> DATA IN THIS EXERCISE:
/---

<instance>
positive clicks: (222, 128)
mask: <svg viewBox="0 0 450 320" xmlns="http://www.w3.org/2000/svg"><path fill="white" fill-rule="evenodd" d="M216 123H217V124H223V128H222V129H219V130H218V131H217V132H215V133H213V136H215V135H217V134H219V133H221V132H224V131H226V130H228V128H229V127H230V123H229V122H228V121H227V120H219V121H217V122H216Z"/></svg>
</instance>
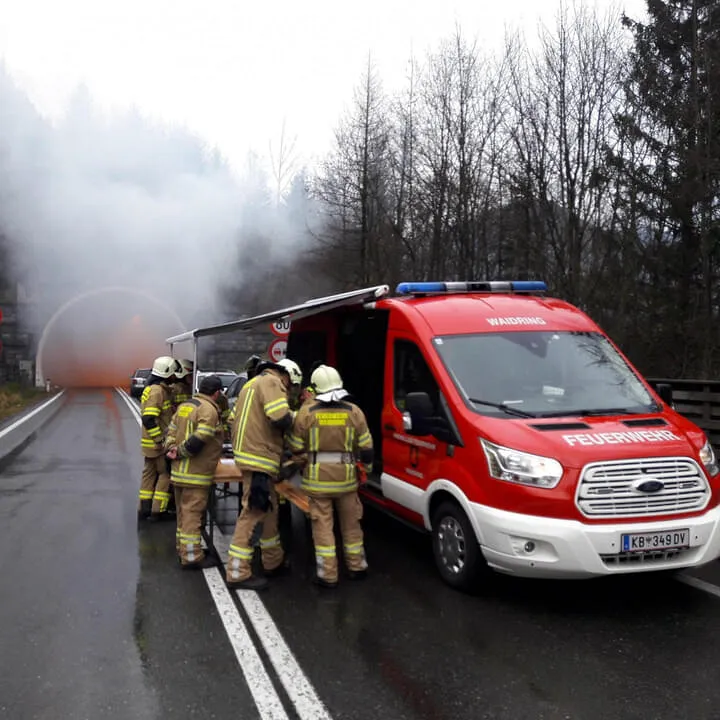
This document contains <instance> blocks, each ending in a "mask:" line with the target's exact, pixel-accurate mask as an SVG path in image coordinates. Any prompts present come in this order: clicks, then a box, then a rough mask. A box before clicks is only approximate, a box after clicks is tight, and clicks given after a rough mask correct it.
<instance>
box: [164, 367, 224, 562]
mask: <svg viewBox="0 0 720 720" xmlns="http://www.w3.org/2000/svg"><path fill="white" fill-rule="evenodd" d="M221 391H222V381H221V380H220V378H219V377H217V376H215V375H208V376H207V377H204V378H203V379H202V381H201V382H200V387H199V388H198V392H197V394H196V395H195V396H194V397H192V398H191V399H190V400H187V401H186V402H184V403H182V404H181V405H180V407H179V408H178V409H177V412H176V413H175V415H174V416H173V419H172V422H171V423H170V427H169V429H168V434H167V438H166V440H165V447H166V448H167V451H168V452H167V456H168V458H170V459H171V460H172V472H171V477H172V482H173V485H174V487H175V507H176V509H177V533H176V545H177V550H178V555H179V557H180V563H181V564H182V567H183V569H184V570H192V569H196V568H206V567H214V566H215V565H216V564H217V563H216V561H215V559H214V558H212V557H208V556H206V555H205V553H204V551H203V549H202V546H201V544H200V540H201V536H200V529H201V527H202V521H203V515H204V513H205V509H206V508H207V502H208V495H209V493H210V488H211V486H212V482H213V477H214V476H215V470H216V468H217V464H218V461H219V460H220V456H221V455H222V444H223V435H224V431H223V426H222V420H221V418H220V408H219V407H218V405H217V399H218V397H219V396H220V393H221Z"/></svg>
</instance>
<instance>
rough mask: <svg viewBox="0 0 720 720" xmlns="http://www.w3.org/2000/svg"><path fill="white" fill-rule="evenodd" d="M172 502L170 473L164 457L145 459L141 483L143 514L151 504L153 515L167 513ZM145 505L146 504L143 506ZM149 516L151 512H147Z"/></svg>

\---

> HOW TO COMPLETE THIS TASK: Repeat the data exactly, dropping every picture it holds.

> SOLUTION TO THIS EXERCISE:
<instance>
positive clicks: (222, 128)
mask: <svg viewBox="0 0 450 320" xmlns="http://www.w3.org/2000/svg"><path fill="white" fill-rule="evenodd" d="M216 123H217V124H223V128H222V129H219V130H218V131H217V132H215V133H213V136H215V135H217V134H219V133H221V132H224V131H226V130H228V128H229V127H230V123H229V122H228V121H227V120H219V121H217V122H216Z"/></svg>
</instance>
This document contains <instance> blocks, each ending in a "mask:" line with the target's exact, pixel-accurate mask as an SVG path in image coordinates. Any prompts present come in this order: clicks, then a box, then a rough mask. A box before clicks is only approximate, a box after clicks is tight, and clicks given after a rough mask correct it.
<instance>
box: [164, 367, 224, 562]
mask: <svg viewBox="0 0 720 720" xmlns="http://www.w3.org/2000/svg"><path fill="white" fill-rule="evenodd" d="M221 391H222V381H221V380H220V378H219V377H217V376H215V375H208V376H207V377H204V378H203V379H202V381H201V382H200V387H199V388H198V392H197V394H196V395H195V396H194V397H192V398H191V399H190V400H187V401H186V402H184V403H182V404H181V405H180V407H179V408H178V409H177V412H176V413H175V415H174V416H173V419H172V422H171V423H170V427H169V429H168V434H167V438H166V440H165V447H166V448H167V451H168V452H167V456H168V458H170V459H171V460H172V472H171V477H172V482H173V485H174V487H175V507H176V509H177V533H176V545H177V550H178V555H179V557H180V563H181V564H182V567H183V569H184V570H192V569H196V568H206V567H214V566H215V565H216V564H217V563H216V561H215V559H214V558H212V557H208V556H206V555H205V553H204V551H203V549H202V546H201V544H200V540H201V536H200V529H201V527H202V521H203V515H204V513H205V509H206V508H207V502H208V495H209V493H210V488H211V486H212V482H213V477H214V476H215V470H216V468H217V464H218V461H219V460H220V456H221V455H222V444H223V435H224V431H223V426H222V420H221V418H220V408H219V407H218V405H217V399H218V397H219V396H220V393H221Z"/></svg>
</instance>
<instance>
rough mask: <svg viewBox="0 0 720 720" xmlns="http://www.w3.org/2000/svg"><path fill="white" fill-rule="evenodd" d="M172 502L170 473L164 457L145 459L141 483L143 514L151 504L153 515L167 513ZM145 505L146 504L143 506ZM149 516L151 512H147Z"/></svg>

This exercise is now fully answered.